§ Task details: Show every line of the records that contains the string "water", matching case exactly.

§ Available records:
* * * * * * *
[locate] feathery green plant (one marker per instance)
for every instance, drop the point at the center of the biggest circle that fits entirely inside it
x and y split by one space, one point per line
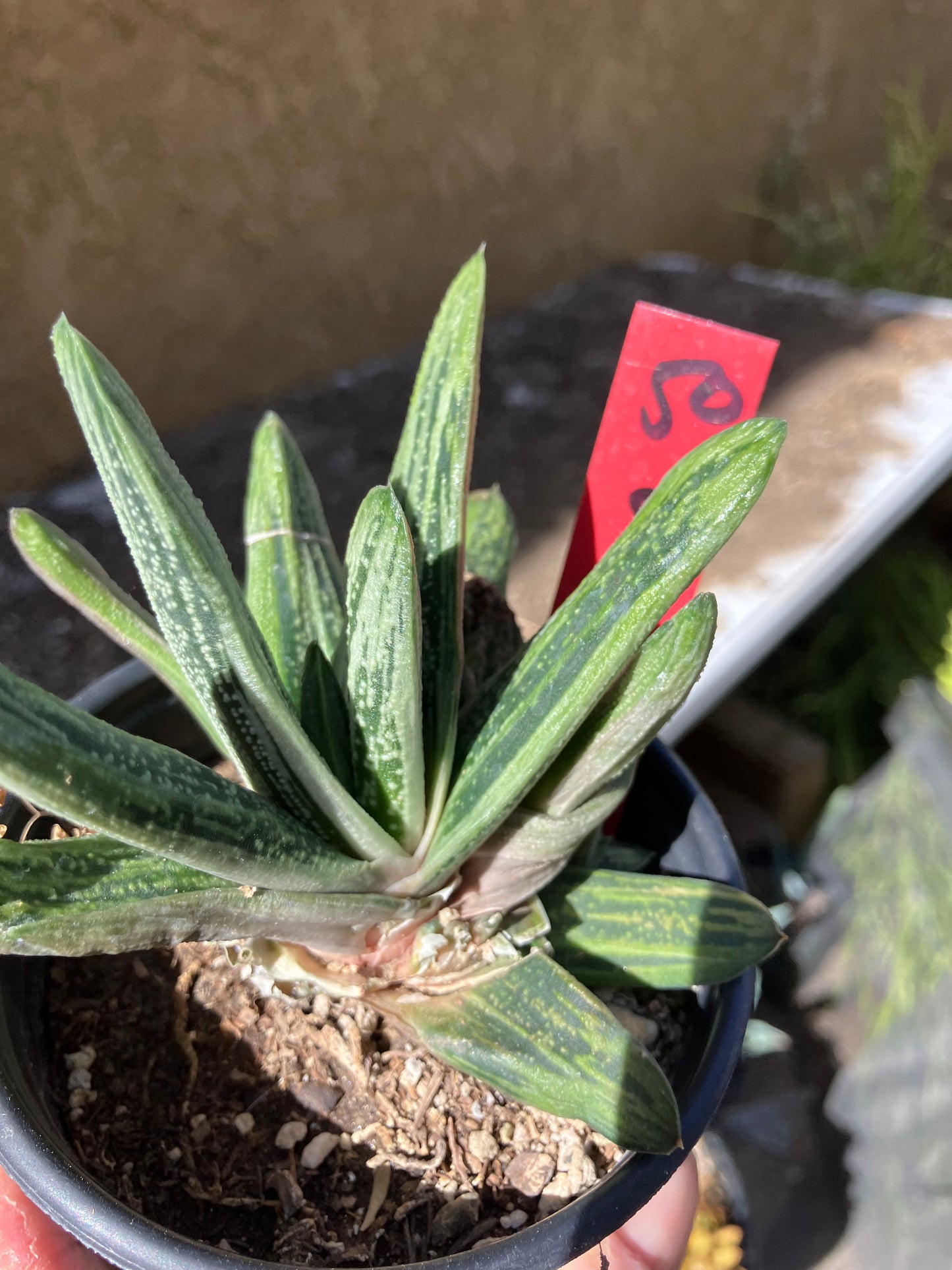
* * * * * * *
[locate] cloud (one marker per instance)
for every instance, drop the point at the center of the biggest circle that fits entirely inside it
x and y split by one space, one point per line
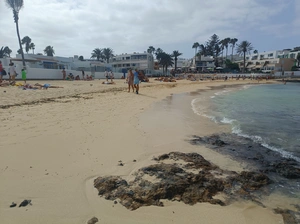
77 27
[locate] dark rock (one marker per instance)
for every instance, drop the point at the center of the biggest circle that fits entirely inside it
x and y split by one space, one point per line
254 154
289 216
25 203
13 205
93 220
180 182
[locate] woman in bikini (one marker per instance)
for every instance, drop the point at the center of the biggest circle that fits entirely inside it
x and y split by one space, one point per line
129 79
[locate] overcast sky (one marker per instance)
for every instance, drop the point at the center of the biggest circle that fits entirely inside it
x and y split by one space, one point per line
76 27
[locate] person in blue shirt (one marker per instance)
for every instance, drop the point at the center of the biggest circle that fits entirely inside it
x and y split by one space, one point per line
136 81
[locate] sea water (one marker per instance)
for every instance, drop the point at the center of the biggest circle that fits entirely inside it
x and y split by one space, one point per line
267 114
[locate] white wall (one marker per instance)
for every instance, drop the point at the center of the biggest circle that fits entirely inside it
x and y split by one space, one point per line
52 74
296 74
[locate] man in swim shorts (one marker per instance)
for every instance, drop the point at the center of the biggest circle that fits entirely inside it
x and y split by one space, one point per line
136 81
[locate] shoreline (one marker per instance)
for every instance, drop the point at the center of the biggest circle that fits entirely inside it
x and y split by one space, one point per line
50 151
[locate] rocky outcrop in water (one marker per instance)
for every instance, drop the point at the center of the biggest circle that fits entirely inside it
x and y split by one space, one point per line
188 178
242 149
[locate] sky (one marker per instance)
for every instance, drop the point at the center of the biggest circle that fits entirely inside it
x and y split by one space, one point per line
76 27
* * * * * * *
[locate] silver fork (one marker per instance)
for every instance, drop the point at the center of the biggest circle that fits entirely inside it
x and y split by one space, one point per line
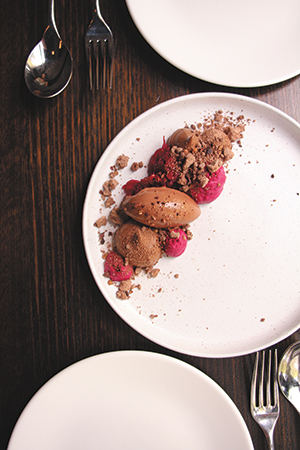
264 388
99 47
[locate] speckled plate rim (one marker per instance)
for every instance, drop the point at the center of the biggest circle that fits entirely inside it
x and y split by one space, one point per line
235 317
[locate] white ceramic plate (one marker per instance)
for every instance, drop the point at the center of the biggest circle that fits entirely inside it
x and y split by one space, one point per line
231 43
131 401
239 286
* * * * * * *
§ Result below:
[locate] sea water (one marker per instance)
[locate] rocky outcrop in water (one marker per instance)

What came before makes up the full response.